§ **Text section**:

Little Voices: recent advances in child bioarchaeology
by Professor Mary Lewis, University of Reading
Children are the most vulnerable members of any society yet despite this, in 1968 Johnson lamented the almost complete neglect of children in archaeology. Now, nearly half a century later, how far have we come? This lecture provides an overview of the nature, importance, position, challenges and popularity of child studies in bioarchaeology. It reviews new ageing, sexing and growth methods and the rapidly expanding area of child palaeopathology. New themes, such as concerns about how we define a ‘child’ and the emerging interest in adolescent skeletons are explored. Throughout, the issue that child skeletons represent frail ‘non-survivors’ resonates, as we attempt to provide accurate sex and age estimates or to understand levels of childhood stress.

§ **What is expected**:
Answer these questions using the text on child bioarchaeology.
1. In what year did Johnson lament the neglect of children in archaeology?
2. Who is the author of the lecture, and at which university?
3. Whose skeletons are named as an emerging area of interest?

Segmentation mask data
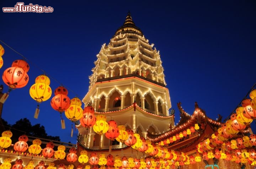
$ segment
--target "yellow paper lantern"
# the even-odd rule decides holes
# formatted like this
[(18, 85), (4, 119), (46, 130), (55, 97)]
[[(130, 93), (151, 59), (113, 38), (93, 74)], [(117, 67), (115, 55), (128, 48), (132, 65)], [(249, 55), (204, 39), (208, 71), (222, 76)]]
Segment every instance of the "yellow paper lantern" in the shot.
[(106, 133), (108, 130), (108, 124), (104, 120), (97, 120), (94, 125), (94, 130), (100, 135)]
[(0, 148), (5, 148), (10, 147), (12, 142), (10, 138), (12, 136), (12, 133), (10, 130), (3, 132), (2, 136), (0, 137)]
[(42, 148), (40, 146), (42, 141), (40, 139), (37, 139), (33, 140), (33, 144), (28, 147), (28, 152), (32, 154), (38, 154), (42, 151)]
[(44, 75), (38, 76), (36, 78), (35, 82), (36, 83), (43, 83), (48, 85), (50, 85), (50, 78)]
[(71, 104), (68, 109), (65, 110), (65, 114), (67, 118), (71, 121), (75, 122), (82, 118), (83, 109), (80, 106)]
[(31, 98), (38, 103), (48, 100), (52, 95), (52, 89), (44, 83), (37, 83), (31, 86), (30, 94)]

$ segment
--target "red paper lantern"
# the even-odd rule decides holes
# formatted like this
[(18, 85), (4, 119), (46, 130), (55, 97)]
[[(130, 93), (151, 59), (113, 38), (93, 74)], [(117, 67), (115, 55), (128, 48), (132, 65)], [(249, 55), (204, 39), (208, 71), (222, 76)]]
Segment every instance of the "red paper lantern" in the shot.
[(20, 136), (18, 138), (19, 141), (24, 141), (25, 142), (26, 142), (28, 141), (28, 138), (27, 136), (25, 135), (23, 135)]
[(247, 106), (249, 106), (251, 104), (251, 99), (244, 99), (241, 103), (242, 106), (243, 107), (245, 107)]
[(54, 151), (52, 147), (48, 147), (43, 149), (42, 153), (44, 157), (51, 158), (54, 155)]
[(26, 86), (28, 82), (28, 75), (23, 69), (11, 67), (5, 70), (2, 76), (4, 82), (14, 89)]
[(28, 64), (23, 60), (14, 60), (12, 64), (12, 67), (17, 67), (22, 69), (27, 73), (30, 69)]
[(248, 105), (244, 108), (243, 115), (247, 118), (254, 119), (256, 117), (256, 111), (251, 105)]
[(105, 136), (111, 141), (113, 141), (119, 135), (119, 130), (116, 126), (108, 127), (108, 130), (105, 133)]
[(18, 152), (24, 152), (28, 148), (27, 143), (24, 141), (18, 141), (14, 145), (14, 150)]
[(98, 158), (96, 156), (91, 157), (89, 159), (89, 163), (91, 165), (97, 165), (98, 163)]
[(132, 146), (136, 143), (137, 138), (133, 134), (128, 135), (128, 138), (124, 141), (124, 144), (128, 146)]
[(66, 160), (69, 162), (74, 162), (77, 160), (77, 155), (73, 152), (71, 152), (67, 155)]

* * *

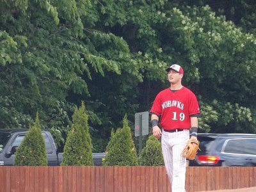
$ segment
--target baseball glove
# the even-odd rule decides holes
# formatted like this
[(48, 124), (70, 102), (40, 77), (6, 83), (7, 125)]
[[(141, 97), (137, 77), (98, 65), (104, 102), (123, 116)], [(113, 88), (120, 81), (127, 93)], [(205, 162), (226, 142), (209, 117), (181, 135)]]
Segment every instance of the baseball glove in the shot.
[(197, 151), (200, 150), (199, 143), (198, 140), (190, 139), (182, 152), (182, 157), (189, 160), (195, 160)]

==

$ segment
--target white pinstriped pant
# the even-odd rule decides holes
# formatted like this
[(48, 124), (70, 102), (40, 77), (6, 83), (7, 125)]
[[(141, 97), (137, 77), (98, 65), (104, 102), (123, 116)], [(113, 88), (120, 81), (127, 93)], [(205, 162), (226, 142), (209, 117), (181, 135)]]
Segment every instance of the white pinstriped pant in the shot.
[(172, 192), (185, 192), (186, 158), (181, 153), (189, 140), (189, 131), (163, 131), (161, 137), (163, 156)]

§ **Your solution**:
1. 1968
2. Professor Mary Lewis, University of Reading
3. Adolescents